### LESETEXT:
──────────────────────────────
Marguerite Wolff
Marguerite Wolff (geborene Jolowicz; * 10. Dezember 1883 in London; † 21. Mai 1964 ebenda) war eine deutsch-britische Juristin und spätere Referentin am Kaiser-Wilhelm-Institut für ausländisches öffentliches Recht und Völkerrecht in Berlin.
Leben
Nach ihrem Studium der Anglistik in Cambridge, vermutlich am Newnham College, heiratete sie 1906 Martin Wolff (1872–1953) und zog nach Deutschland. Das Paar hatte zwei Söhne, Konrad (1907–1989) und Victor (1911–1944). Während des Ersten Weltkriegs arbeitete sie als Krankenschwester. Von 1925 bis 1933 war sie als zunächst als Assistentin, dann als Referentin am Kaiser-Wilhelm-Institut für ausländisches öffentliches Recht und Völkerrecht beschäftigt und baute zusammen mit Direktor Viktor Bruns das Institut auf. Am Institut war sie für britisches und amerikanisches Recht zuständig, wirkte an der Schriftleitung der Institutszeitschrift mit, verfasste englisch-deutsche und deutsch-englische Übersetzungen und publizierte ein Buch zum britischen Presserecht. Sie wurde 1933 kurz nach Inkrafttreten des Gesetzes zur Wiederherstellung des Berufsbeamtentums entlassen und ging 1935 zurück nach London ins Exil. Beide Söhne emigrierten bereits 1933. Ihr Ehemann folgte 1938, nachdem er 1935 als Professor der Berliner Universität vorzeitig in den Ruhestand versetzt worden war und 1937 auch seine Position als Beirat im Kaiser-Wilhelm-Institut für ausländisches und internationales Privatrecht verloren hatte. Wolff, die als perfekt zweisprachig galt, überarbeitete die englischsprachigen Arbeiten ihres Mannes. Auch übertrug sie juristische Werke anderer deutschen Emigranten ins Englische bzw. Deutsche. Während des Zweiten Weltkriegs arbeitete sie für die BBC-Nachrichtensendungen. Nach dem Krieg war sie wieder als Übersetzerin tätig, u. a. bei den Kriegsverbrecherprozessen in Nürnberg und leitete dort die Übersetzung der Gerichtsakten.
──────────────────────────────
### DATENZEILEN:
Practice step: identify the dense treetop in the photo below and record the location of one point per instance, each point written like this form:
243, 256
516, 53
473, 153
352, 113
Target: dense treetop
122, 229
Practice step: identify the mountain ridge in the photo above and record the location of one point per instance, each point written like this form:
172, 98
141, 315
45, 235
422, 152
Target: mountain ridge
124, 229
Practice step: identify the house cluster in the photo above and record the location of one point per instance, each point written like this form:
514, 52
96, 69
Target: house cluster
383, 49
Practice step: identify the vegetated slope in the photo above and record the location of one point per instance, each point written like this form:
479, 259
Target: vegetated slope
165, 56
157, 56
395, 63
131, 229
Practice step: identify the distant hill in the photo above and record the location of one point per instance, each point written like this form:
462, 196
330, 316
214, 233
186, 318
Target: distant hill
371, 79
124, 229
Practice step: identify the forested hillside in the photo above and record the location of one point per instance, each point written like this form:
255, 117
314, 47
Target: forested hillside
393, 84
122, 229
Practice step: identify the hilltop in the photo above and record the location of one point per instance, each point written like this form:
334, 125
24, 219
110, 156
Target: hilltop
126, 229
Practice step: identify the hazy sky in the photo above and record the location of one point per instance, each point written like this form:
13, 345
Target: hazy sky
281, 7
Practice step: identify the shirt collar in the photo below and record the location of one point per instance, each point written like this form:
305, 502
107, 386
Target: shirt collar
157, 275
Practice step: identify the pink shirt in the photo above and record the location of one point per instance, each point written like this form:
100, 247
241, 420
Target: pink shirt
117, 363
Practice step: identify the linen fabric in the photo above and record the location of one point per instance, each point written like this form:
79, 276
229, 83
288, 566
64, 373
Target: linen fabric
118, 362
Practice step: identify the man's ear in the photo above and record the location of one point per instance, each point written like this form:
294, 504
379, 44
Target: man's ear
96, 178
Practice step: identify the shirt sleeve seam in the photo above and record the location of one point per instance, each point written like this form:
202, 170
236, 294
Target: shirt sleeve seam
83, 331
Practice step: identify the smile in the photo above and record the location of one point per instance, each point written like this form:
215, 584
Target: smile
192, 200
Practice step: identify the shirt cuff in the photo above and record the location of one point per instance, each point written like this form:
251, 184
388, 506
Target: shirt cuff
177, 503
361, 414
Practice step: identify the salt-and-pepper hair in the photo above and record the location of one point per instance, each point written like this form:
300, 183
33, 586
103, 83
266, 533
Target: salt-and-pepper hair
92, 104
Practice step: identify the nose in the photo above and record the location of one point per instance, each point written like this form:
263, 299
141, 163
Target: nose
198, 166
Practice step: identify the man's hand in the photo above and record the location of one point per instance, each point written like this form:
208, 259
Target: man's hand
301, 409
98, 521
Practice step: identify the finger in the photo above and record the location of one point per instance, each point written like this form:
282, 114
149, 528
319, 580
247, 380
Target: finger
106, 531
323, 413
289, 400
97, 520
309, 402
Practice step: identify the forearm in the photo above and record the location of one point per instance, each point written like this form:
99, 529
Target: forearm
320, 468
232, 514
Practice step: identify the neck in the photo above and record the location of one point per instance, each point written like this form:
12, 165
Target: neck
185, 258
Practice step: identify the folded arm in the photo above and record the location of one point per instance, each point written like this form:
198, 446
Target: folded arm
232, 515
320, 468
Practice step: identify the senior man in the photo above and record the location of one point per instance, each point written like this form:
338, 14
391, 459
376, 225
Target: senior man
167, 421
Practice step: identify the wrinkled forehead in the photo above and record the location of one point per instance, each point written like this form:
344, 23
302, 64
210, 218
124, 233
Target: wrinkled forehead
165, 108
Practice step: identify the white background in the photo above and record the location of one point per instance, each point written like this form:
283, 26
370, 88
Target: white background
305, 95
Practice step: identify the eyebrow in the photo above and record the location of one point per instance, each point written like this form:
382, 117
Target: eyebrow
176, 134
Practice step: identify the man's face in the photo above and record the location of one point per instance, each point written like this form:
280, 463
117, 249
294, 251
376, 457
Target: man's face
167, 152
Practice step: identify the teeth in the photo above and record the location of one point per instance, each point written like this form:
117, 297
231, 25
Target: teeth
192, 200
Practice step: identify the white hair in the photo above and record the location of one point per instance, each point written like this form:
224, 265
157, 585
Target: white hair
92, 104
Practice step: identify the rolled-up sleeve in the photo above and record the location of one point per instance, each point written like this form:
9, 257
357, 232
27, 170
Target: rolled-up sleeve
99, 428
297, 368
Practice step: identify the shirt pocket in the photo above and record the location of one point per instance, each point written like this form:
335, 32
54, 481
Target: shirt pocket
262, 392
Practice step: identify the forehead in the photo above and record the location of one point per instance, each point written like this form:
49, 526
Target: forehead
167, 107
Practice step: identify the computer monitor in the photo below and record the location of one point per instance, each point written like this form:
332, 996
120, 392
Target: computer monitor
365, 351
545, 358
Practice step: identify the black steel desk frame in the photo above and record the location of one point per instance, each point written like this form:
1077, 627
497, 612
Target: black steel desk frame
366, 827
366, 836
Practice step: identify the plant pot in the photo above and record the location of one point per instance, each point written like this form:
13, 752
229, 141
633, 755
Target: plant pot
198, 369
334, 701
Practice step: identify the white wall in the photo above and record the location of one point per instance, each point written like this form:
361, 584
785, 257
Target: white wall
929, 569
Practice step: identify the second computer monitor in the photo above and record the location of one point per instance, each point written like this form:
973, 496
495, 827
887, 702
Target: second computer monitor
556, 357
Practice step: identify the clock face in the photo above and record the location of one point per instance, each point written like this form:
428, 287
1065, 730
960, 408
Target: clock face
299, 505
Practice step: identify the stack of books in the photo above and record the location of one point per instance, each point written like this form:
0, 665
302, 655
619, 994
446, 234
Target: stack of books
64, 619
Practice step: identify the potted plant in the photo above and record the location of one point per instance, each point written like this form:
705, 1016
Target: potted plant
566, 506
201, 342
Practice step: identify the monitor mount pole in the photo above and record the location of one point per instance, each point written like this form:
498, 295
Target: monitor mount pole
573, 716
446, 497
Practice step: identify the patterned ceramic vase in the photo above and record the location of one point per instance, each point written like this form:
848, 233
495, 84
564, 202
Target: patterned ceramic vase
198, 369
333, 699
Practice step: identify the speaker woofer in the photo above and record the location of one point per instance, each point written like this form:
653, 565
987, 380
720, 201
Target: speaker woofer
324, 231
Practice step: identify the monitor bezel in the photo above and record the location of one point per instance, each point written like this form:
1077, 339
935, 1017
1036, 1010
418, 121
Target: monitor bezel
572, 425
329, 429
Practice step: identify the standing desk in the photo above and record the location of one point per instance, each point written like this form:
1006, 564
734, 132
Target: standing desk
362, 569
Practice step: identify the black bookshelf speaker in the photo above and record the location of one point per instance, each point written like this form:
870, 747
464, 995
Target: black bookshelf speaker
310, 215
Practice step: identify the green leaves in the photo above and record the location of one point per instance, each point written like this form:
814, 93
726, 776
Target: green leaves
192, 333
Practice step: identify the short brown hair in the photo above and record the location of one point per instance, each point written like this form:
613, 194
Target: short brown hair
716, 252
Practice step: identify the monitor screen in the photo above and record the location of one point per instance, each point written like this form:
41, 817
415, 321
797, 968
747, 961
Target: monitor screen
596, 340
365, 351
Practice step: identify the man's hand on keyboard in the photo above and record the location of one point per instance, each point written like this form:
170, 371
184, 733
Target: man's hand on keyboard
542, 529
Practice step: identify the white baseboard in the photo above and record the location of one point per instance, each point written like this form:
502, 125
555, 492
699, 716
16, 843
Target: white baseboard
──────────────────────────────
### ÜBUNGSAUFGABEN:
a. Prüfe, ob die folgenden Aussagen mit dem Text über Marguerite Wolff übereinstimmen. Antworte jeweils mit Ja oder Nein und zitiere die entscheidenden Worte des Textes. (i) Marguerite Wolff heiratete 1906 Martin Wolff. (ii) Ihre beiden Söhne emigrierten erst 1938. (iii) Im Ersten Weltkrieg arbeitete sie für die BBC.
b. Führe den Text über Marguerite Wolff nach seinem letzten Satz weiter.

### ERWARTETE LÖSUNGEN:
a.
(i) Ja: „heiratete sie 1906 Martin Wolff (1872–1953) und zog nach Deutschland“
(ii) Nein: „Beide Söhne emigrierten bereits 1933.“
(iii) Nein: „Während des Ersten Weltkriegs arbeitete sie als Krankenschwester.“

b.
Marguerite Wolff trug durch ihre sprachliche Überarbeitung maßgeblichen Anteil an dem Erfolg des von ihrem Mann verfassten Werk „Private International Law“ (1945, 1950) und prägte dabei insbesondere den heute gemeingebräuchlichen Begriff „the incidental question“ (Vorfrage). In der Rezension von John Morris wurde sie dafür wie folgt gerühmt: “The excellence of the English is due principally to Mrs. Wolff, whose skill in rendering the author’s thoughts into precise, technical but eminently readable language is a triumphant success”.
Literatur
- Gerhard Dannemann, Marguerite Wolff at the Kaiser Wilhelm Institute for Foreign Public Law and International Law, 15. Dezember 2023.
- Gerhard Dannemann: Rechtsvergleichung im Exil. Martin Wolff und das englische Recht. Antrittsvorlesung, 1. Juli 2003, Humboldt-Universität zu Berlin, Großbritannien-Zentrum. Humboldt-Universität, Berlin 2004, ISBN 3-86004-181-9 (PDF; 304 kB), bes. S. 4–5 sowie S. 11–12.
- Anna-Maria Gräfin von Lösch: Der nackte Geist. Die Juristische Fakultät der Berliner Universität im Umbruch von 1933 (= Beiträge zur Rechtsgeschichte des 20. Jahrhunderts. 26) Mohr Siebeck, Tübingen 1999, ISBN 3-16-147245-4, bes. S. 360–366.
- Marguerite Wolff, Das Preßrecht Großbritanniens, Verlag Georg Stilke, Berlin 1928.
- Marion Röwekamp: Juristinnen. Lexikon zu Leben und Werk. Nomos-Verlags-Gesellschaft, Baden-Baden 2005, ISBN 3-8329-1597-4, S. 436–438.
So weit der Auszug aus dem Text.